§ **GOAL OF THE EXERCISE**: Convert the data below into a JSON list of strings with one string per line, leaving out blank lines. Leave the pictures out of the answer.

§ **DATA ROWS**:

__________________________________________________

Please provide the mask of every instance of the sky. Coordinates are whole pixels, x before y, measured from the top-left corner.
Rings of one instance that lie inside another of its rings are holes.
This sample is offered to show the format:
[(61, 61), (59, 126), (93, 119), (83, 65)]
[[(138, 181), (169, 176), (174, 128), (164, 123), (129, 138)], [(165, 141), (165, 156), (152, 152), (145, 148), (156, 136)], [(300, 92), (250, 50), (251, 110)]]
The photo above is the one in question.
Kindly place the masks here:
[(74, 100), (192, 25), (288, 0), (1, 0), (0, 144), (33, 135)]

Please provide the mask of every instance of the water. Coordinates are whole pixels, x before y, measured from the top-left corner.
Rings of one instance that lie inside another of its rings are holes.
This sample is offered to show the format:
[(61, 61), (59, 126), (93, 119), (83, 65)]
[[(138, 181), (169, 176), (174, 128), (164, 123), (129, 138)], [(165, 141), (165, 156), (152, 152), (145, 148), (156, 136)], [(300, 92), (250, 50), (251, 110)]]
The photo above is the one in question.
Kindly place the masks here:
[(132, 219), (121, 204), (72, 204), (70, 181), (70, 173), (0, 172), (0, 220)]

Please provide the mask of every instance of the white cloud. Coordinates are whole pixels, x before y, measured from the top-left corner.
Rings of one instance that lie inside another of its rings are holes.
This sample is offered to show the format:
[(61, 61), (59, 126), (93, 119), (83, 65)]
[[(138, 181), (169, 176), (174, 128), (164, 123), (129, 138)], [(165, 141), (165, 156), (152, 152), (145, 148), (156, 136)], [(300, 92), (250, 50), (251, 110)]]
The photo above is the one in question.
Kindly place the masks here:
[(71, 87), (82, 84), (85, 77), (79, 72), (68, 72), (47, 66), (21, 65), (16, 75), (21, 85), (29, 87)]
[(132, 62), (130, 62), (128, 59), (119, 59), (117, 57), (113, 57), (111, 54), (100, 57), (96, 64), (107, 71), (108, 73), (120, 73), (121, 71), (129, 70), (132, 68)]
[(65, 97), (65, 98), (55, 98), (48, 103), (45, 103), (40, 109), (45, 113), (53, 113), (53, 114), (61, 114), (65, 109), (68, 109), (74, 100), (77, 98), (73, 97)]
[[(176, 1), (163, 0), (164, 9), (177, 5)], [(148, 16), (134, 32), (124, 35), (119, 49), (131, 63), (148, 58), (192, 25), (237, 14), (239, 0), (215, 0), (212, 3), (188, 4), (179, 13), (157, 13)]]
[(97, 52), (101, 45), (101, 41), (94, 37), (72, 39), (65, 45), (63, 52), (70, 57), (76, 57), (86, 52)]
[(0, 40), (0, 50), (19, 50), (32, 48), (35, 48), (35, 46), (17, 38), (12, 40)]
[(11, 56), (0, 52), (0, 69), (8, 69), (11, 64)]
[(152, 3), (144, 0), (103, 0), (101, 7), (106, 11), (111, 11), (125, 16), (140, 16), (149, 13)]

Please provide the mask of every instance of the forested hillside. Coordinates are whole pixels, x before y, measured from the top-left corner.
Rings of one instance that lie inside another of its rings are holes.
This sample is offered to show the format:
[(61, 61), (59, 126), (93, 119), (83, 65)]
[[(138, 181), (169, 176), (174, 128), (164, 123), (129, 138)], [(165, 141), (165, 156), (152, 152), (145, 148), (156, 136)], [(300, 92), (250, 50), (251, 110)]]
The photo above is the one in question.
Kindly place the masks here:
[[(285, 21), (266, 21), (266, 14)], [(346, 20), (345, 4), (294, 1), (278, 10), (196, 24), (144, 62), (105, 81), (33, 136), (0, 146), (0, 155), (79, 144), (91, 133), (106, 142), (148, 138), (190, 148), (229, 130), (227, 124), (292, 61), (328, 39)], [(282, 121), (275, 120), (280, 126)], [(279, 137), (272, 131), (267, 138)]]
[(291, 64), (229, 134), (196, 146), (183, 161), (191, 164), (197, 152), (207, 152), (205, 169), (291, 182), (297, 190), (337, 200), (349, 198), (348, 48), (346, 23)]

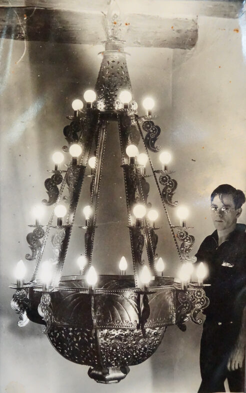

__________________________________________________

§ **SOLVED EXERCISE**:
[
  "Please provide the mask of every instance of the sky. Coordinates are whole pixels, x before y, measured from the top-left corner.",
  "Rings of one instance that lie inside another of its rings are holes.",
  "This sample is offered to show the format:",
  "[(61, 61), (59, 126), (93, 119), (83, 65)]",
  "[[(138, 181), (169, 176), (174, 128), (164, 123), (129, 138)], [(165, 141), (165, 156), (152, 152), (145, 148), (156, 136)], [(300, 92), (250, 50), (251, 110)]]",
  "The photo above is the one in question.",
  "Kindly place the masks here:",
  "[(74, 100), (192, 25), (288, 0), (1, 0), (0, 144), (33, 135)]",
  "Please provide the mask of every instance of the water. Coordinates are whole pixels, x before y, measured from the top-left corner.",
  "Rings of one instance that lie inside another of its rings are holes.",
  "This sample is offered to show the format:",
  "[(61, 61), (59, 126), (93, 119), (83, 65)]",
  "[[(138, 181), (169, 176), (174, 128), (164, 123), (129, 138)], [(165, 141), (165, 156), (152, 152), (145, 148), (156, 136)], [(300, 92), (250, 50), (251, 110)]]",
  "The photo above is the one in question.",
  "Kindly place the masks here:",
  "[(132, 219), (121, 204), (72, 204), (70, 181), (70, 173), (0, 172), (0, 220)]",
  "Please provide the mask of every instance of the white cloud. Coordinates are whole pixels, x before y, measured from the top-left corner.",
  "Rings of one instance that lie inside another of its rings are holes.",
  "This sample is offered to show the format:",
  "[(61, 61), (59, 126), (93, 119), (83, 65)]",
  "[[(138, 181), (169, 176), (174, 128), (164, 123), (129, 138)], [(165, 141), (165, 156), (152, 152), (145, 148), (156, 136)], [(300, 92), (250, 50), (251, 110)]]",
  "The photo above is the one in question.",
  "Kindly place the masks here:",
  "[(71, 87), (82, 84), (85, 77), (79, 72), (68, 72), (47, 66), (21, 65), (16, 75), (21, 85), (29, 87)]",
  "[(132, 62), (130, 62), (128, 59), (119, 59), (117, 57), (113, 57), (111, 54), (100, 57), (96, 64), (107, 71), (108, 73), (120, 73), (121, 71), (129, 70), (132, 68)]",
  "[(65, 97), (65, 98), (55, 98), (48, 103), (45, 103), (40, 109), (45, 113), (53, 113), (53, 114), (61, 114), (65, 109), (68, 109), (74, 100), (77, 98), (73, 97)]",
  "[[(176, 1), (163, 0), (164, 9), (177, 5)], [(148, 16), (134, 32), (124, 35), (119, 49), (131, 63), (148, 58), (192, 25), (237, 14), (239, 0), (215, 0), (212, 3), (188, 4), (179, 13), (157, 13)]]",
  "[(97, 52), (101, 45), (101, 41), (94, 37), (72, 39), (65, 45), (63, 52), (70, 57), (76, 57), (86, 52)]",
  "[(0, 40), (0, 50), (19, 50), (32, 48), (35, 48), (35, 46), (17, 38), (12, 40)]",
  "[(11, 56), (0, 52), (0, 69), (8, 69), (11, 64)]",
  "[(152, 3), (144, 0), (103, 0), (101, 7), (106, 11), (111, 11), (125, 16), (140, 16), (149, 13)]",
  "Please provide the mask of every instance of the forested hillside. Coordinates are whole pixels, x before y, measured from the top-left corner.",
  "Rings of one instance that lie inside another of its rings are holes.",
  "This sample is offered to show the format:",
  "[(61, 61), (59, 126), (93, 119), (83, 65)]",
  "[[(138, 181), (169, 176), (174, 128), (164, 123), (129, 138)], [(165, 141), (165, 156), (152, 152), (145, 148), (156, 136)], [(300, 92), (250, 50), (251, 110)]]",
  "The photo above is the one in question.",
  "Kindly place the masks here:",
  "[[(285, 21), (266, 21), (266, 14)], [(346, 20), (345, 4), (294, 1), (278, 10), (196, 24), (144, 62), (105, 81), (33, 136), (0, 146), (0, 155), (79, 144), (91, 133), (106, 142), (148, 138), (190, 148), (229, 130), (227, 124), (292, 61), (328, 39)], [(282, 121), (275, 120), (280, 126)], [(279, 137), (272, 131), (267, 138)]]",
  "[(291, 64), (229, 134), (196, 146), (183, 161), (191, 164), (197, 152), (207, 152), (205, 169), (291, 182), (297, 190), (337, 200), (349, 198), (348, 48), (346, 23)]"
]